> Task statement
Write out only the tail of the records, beginning at the line containing "the tree trunk" and including the last line, exactly as written.

%%

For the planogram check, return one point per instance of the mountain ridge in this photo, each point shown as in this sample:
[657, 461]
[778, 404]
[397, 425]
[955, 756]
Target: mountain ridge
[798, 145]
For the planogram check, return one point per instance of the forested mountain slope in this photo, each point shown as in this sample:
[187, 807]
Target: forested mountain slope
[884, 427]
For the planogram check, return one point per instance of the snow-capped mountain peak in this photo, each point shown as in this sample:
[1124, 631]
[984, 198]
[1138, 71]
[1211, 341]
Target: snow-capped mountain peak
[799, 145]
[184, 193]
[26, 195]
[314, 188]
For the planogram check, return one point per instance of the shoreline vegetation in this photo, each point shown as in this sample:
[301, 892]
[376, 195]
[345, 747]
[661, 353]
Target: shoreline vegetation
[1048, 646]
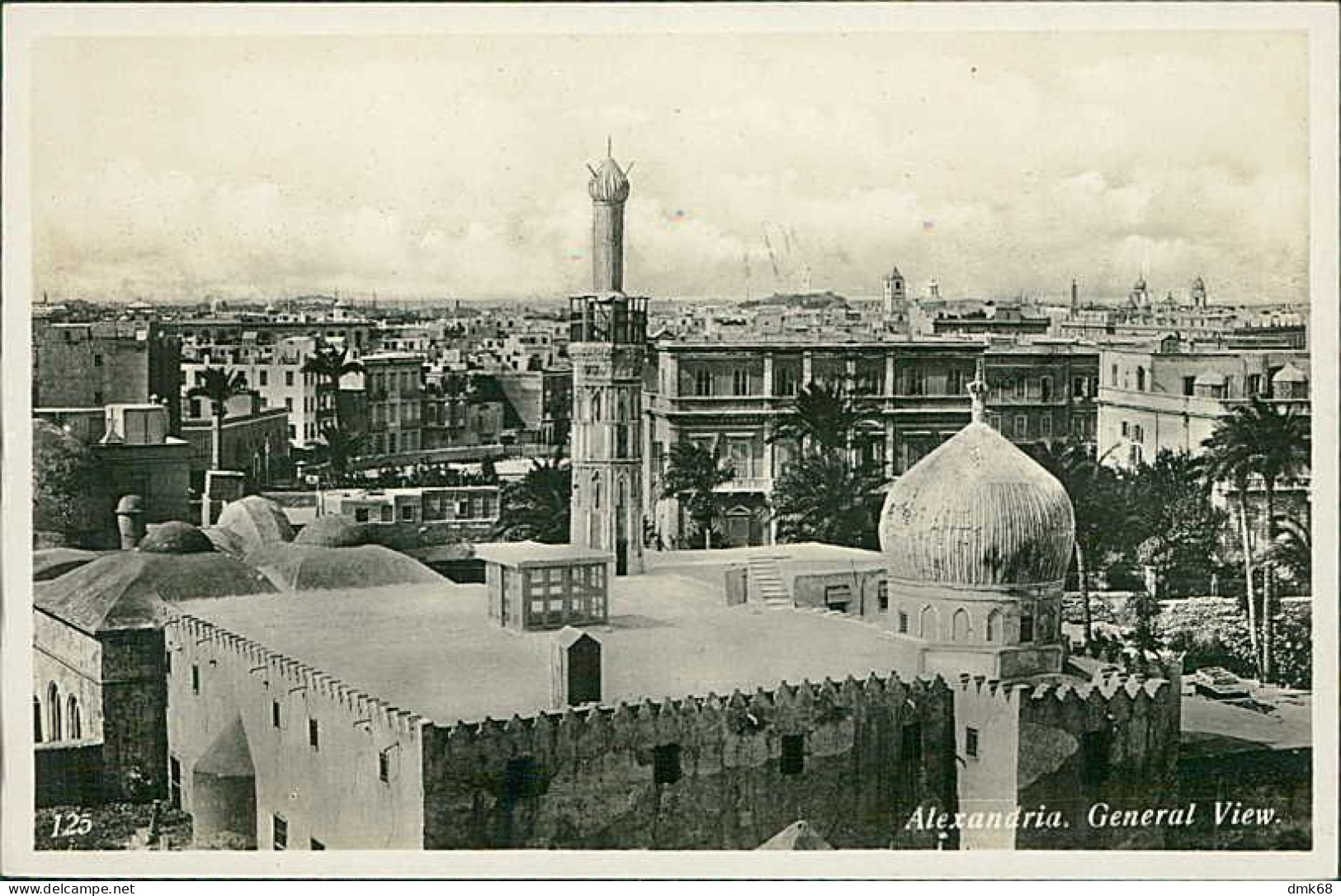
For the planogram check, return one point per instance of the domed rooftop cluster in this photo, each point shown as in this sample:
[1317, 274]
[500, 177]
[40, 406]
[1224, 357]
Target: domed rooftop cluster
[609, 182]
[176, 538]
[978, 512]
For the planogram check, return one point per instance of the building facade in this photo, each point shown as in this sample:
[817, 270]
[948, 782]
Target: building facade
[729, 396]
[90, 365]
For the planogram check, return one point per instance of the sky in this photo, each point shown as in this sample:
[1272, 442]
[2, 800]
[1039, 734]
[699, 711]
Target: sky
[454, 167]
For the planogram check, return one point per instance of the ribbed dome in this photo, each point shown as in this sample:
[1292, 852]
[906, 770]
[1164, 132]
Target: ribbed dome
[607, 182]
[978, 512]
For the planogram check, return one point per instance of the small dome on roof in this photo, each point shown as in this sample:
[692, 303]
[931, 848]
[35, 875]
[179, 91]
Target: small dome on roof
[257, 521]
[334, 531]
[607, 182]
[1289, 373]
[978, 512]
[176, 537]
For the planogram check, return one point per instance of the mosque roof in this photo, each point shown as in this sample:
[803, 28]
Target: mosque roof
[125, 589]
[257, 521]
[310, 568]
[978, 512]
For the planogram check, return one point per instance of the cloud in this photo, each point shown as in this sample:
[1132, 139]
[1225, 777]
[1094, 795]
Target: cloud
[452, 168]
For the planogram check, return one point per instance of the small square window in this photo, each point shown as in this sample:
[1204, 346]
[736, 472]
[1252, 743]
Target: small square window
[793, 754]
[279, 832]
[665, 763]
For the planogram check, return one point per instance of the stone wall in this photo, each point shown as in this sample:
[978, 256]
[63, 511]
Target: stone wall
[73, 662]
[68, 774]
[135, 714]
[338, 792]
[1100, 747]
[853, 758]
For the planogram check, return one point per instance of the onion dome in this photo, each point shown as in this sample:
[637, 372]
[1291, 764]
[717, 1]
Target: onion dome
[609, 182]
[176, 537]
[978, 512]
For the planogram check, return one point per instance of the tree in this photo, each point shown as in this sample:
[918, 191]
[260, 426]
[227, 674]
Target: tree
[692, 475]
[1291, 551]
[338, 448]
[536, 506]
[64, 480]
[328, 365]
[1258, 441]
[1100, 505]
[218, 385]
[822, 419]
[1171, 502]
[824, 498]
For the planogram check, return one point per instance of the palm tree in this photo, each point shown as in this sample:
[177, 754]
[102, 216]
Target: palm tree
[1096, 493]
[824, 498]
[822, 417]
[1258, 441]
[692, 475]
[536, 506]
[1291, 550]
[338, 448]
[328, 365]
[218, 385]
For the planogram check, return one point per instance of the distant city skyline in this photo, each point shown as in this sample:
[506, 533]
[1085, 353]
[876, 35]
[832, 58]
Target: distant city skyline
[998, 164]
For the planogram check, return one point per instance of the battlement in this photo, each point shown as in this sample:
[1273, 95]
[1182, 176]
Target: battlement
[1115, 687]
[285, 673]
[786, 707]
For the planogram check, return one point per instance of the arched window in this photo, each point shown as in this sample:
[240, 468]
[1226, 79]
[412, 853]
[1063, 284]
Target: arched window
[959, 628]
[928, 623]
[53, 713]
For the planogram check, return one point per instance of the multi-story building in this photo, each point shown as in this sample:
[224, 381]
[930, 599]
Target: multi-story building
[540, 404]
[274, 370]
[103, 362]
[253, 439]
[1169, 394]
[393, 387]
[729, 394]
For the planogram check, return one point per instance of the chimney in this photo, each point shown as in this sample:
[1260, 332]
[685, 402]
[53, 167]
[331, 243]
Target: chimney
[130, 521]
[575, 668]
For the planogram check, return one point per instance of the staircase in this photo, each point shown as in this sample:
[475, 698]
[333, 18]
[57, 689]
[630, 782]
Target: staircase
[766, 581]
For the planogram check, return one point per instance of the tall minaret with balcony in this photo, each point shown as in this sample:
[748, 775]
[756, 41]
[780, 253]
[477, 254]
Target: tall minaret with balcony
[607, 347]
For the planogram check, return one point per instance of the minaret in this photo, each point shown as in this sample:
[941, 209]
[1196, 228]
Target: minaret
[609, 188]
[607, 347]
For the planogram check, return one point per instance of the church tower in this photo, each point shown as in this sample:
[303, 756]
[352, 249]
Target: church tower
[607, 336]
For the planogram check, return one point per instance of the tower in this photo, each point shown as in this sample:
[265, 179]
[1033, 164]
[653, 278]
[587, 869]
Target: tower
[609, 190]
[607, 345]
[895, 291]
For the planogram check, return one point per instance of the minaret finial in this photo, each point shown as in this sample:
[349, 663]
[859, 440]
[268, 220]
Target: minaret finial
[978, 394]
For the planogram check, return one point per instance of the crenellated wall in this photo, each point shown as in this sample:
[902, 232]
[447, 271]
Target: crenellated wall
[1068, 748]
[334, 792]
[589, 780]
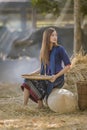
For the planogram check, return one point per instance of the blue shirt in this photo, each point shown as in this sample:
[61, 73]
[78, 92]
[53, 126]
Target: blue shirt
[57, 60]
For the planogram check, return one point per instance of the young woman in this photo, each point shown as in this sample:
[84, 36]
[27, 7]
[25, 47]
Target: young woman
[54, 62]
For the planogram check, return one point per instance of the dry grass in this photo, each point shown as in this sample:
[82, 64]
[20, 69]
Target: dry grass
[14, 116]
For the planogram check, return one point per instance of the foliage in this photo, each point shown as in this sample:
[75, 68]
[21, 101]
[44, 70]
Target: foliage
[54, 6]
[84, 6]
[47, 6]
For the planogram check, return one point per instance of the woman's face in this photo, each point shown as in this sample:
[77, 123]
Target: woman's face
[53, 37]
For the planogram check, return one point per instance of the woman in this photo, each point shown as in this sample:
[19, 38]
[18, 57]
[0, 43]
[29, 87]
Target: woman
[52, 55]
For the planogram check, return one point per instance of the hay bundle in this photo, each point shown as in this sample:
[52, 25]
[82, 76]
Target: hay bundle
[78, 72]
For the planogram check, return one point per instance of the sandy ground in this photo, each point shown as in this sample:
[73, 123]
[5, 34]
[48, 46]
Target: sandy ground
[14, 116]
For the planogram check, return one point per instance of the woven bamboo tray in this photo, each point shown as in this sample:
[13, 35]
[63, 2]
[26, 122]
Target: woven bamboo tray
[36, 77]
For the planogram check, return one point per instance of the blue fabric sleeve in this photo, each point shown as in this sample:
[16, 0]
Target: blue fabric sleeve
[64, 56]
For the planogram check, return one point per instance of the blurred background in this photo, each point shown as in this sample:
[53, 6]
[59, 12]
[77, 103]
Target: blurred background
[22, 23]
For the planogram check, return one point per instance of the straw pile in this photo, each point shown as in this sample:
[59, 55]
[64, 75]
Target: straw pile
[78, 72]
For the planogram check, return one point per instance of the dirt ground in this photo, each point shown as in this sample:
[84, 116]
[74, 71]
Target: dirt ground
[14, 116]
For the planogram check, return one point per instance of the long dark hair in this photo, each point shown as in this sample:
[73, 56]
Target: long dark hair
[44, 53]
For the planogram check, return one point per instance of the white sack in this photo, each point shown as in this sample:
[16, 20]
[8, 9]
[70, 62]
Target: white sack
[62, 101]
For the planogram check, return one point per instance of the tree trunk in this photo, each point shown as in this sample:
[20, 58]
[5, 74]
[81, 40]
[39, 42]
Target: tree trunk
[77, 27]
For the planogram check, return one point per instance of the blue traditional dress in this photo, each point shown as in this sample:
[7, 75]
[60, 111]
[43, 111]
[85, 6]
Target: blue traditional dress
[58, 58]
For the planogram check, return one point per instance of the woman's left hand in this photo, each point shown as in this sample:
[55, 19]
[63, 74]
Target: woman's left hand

%%

> Output
For the planogram check, return one point per instance of the tree trunk in this photo, each point shown as in this sample:
[20, 58]
[5, 74]
[81, 40]
[39, 42]
Target: tree trunk
[77, 27]
For the planogram check, return one point per instance of the blue traditional dress in this photo, each point shown as in this sample:
[7, 75]
[60, 111]
[43, 111]
[85, 6]
Target: blue traditional dress
[58, 58]
For the planogram check, return one point per instance of the woman's left hand in this photo, each point shown as in this sample:
[55, 19]
[63, 74]
Target: woman's left hand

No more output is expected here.